(Location identification entries)
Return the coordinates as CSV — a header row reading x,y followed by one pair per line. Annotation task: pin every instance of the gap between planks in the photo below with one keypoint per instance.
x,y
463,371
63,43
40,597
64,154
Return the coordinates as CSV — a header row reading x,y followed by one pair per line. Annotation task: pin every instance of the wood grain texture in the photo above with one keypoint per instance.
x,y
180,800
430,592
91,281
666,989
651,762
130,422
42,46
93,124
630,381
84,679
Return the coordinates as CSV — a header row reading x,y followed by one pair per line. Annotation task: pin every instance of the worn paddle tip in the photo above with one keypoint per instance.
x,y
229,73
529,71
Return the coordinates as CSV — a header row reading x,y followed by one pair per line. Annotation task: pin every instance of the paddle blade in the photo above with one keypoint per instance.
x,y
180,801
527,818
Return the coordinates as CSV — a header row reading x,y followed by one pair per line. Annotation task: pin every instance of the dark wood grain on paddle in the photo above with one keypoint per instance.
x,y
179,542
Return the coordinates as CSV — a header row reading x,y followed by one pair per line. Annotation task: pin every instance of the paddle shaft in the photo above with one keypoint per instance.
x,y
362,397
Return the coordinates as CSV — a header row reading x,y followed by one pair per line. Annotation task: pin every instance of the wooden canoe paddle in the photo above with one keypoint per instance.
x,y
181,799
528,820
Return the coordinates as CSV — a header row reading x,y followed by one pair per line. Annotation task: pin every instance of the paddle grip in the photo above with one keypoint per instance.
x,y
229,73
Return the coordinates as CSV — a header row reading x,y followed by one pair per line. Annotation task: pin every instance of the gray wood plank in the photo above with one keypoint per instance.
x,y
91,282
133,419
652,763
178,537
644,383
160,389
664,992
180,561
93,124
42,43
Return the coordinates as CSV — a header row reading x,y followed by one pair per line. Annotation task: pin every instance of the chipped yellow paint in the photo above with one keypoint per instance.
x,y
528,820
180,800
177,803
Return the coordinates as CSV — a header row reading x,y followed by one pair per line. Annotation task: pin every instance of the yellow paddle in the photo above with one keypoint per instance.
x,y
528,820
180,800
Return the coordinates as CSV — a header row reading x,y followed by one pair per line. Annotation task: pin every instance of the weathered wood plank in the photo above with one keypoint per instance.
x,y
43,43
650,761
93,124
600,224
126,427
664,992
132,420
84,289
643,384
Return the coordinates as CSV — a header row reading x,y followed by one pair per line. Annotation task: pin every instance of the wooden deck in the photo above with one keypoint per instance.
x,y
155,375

---

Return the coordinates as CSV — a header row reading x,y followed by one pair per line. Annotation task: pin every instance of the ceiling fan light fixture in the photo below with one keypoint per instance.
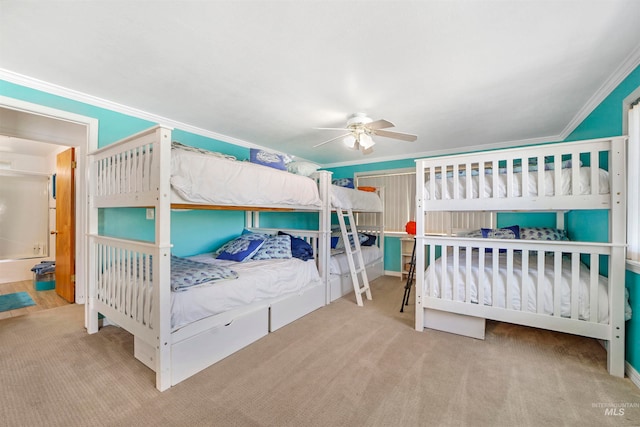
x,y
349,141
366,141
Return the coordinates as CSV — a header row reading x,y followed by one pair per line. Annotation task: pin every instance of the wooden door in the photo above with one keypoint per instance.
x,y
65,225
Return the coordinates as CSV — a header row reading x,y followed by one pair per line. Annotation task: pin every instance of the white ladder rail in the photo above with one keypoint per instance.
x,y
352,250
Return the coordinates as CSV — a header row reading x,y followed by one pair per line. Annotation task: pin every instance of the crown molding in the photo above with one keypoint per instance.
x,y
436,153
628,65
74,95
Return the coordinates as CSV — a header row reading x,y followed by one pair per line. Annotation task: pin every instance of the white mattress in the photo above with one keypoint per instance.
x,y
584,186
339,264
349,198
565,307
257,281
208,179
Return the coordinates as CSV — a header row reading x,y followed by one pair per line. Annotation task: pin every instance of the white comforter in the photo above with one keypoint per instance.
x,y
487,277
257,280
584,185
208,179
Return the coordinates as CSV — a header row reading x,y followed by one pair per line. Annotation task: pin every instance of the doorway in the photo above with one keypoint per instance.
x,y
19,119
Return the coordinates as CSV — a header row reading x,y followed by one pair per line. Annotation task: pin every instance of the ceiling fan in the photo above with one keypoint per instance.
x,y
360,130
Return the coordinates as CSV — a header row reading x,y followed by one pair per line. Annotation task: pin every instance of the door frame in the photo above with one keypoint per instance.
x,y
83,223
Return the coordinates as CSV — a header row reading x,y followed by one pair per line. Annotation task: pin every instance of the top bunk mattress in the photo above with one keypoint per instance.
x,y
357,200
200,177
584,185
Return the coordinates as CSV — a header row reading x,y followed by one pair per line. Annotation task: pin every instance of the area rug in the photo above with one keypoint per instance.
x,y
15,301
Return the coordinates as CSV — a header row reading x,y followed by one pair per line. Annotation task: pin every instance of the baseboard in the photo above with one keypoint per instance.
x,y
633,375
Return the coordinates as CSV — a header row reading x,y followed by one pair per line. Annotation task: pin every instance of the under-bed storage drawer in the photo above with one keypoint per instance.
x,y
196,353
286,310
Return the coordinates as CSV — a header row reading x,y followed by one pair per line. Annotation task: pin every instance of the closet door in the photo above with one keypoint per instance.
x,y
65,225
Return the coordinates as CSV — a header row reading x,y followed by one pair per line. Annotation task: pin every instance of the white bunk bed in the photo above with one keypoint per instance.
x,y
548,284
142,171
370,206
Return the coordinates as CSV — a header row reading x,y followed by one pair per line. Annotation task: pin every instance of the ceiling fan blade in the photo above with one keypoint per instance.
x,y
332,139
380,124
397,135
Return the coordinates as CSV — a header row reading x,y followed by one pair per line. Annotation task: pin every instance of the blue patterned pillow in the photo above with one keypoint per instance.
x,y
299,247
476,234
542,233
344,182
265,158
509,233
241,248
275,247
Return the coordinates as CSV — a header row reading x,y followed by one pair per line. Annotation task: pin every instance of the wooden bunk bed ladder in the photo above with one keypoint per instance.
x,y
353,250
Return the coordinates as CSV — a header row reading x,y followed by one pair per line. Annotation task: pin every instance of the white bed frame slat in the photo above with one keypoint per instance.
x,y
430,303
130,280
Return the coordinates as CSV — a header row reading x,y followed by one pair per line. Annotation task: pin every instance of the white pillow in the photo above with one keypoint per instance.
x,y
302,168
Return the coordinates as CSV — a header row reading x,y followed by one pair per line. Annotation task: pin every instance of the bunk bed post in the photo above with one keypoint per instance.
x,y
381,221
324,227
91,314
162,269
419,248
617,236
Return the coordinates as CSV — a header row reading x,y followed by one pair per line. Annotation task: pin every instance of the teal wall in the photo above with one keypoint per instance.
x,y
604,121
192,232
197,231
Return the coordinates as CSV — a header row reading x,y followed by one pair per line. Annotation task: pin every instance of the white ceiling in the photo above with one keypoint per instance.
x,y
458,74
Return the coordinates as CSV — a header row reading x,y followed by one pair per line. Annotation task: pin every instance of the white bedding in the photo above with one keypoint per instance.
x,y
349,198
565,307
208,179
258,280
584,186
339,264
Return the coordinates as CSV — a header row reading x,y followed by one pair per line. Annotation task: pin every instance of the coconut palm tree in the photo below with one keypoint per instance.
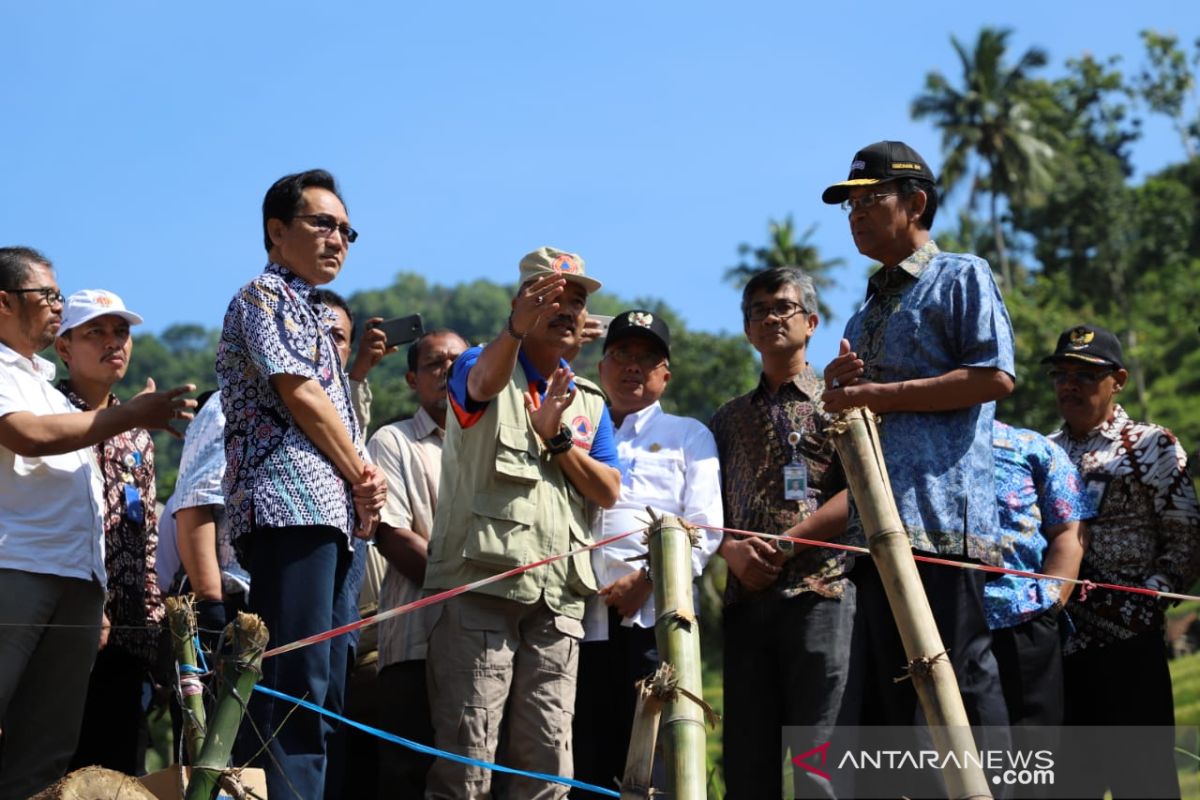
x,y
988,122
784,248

---

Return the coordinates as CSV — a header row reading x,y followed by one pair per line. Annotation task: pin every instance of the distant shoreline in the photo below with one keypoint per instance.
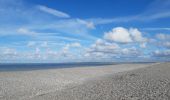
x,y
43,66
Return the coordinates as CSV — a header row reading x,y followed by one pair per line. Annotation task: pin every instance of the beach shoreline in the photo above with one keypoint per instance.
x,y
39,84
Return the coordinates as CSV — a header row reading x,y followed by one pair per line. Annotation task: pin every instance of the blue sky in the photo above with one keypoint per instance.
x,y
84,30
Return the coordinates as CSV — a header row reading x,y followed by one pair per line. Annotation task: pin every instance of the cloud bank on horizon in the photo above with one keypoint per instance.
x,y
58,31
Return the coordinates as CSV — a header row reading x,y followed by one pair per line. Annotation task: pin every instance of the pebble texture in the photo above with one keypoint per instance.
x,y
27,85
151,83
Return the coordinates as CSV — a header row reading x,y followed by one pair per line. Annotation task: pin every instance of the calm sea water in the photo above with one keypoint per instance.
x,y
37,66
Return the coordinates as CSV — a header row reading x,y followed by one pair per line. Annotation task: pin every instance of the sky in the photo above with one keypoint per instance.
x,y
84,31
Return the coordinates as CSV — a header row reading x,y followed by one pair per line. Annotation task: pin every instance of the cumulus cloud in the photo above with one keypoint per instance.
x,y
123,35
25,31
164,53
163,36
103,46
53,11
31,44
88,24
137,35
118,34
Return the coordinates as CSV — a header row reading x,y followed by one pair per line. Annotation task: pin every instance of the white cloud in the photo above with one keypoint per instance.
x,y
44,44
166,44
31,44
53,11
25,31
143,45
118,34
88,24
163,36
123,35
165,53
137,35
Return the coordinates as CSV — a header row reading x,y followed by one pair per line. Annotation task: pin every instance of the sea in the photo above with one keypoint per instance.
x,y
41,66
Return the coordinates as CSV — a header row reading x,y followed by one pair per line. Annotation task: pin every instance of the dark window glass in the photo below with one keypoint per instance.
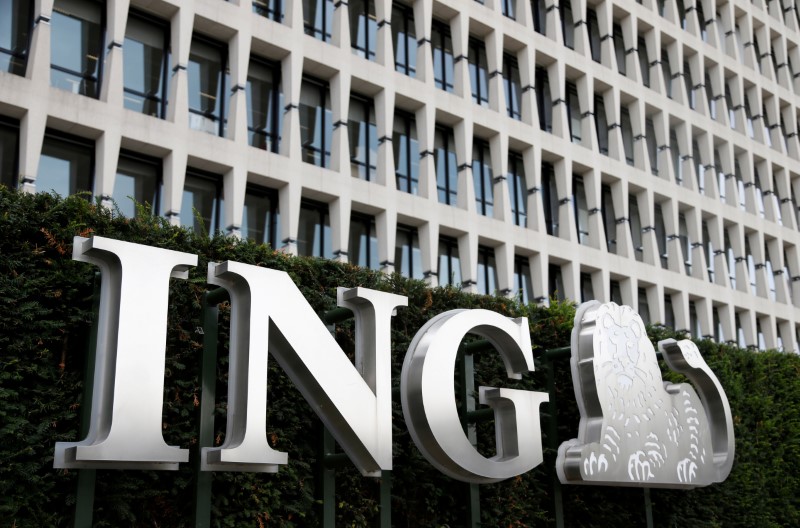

### Written exercise
Rewrite the stretch of data from the line containing "the white cloud" through the line containing "the dark window", keeping every request line as it is, and scale each answer coordinate by 1.35, rounding to the nearest whole number with halves rounded up.

### Response to this exercise
Return the coordinates as CSV — a header row reading x,y followed by one pair per line. Annotation task: pin every instance of the white cloud in the photo above with one keypoint per instance.
x,y
59,59
224,59
42,59
72,15
34,42
193,61
159,46
119,32
220,49
166,47
223,72
185,47
Return the coordinates as CSV — a header row reading x,y followed by one pair per line. Annotation task: pin every instance of the sea in the photo above with one keypoint per instance.
x,y
55,89
Return the coordinates as CSV — a header row reading x,y followed by one pair per line. Annotation task: pin every instance of the dark window glass in the photo below with one keypoint per instance.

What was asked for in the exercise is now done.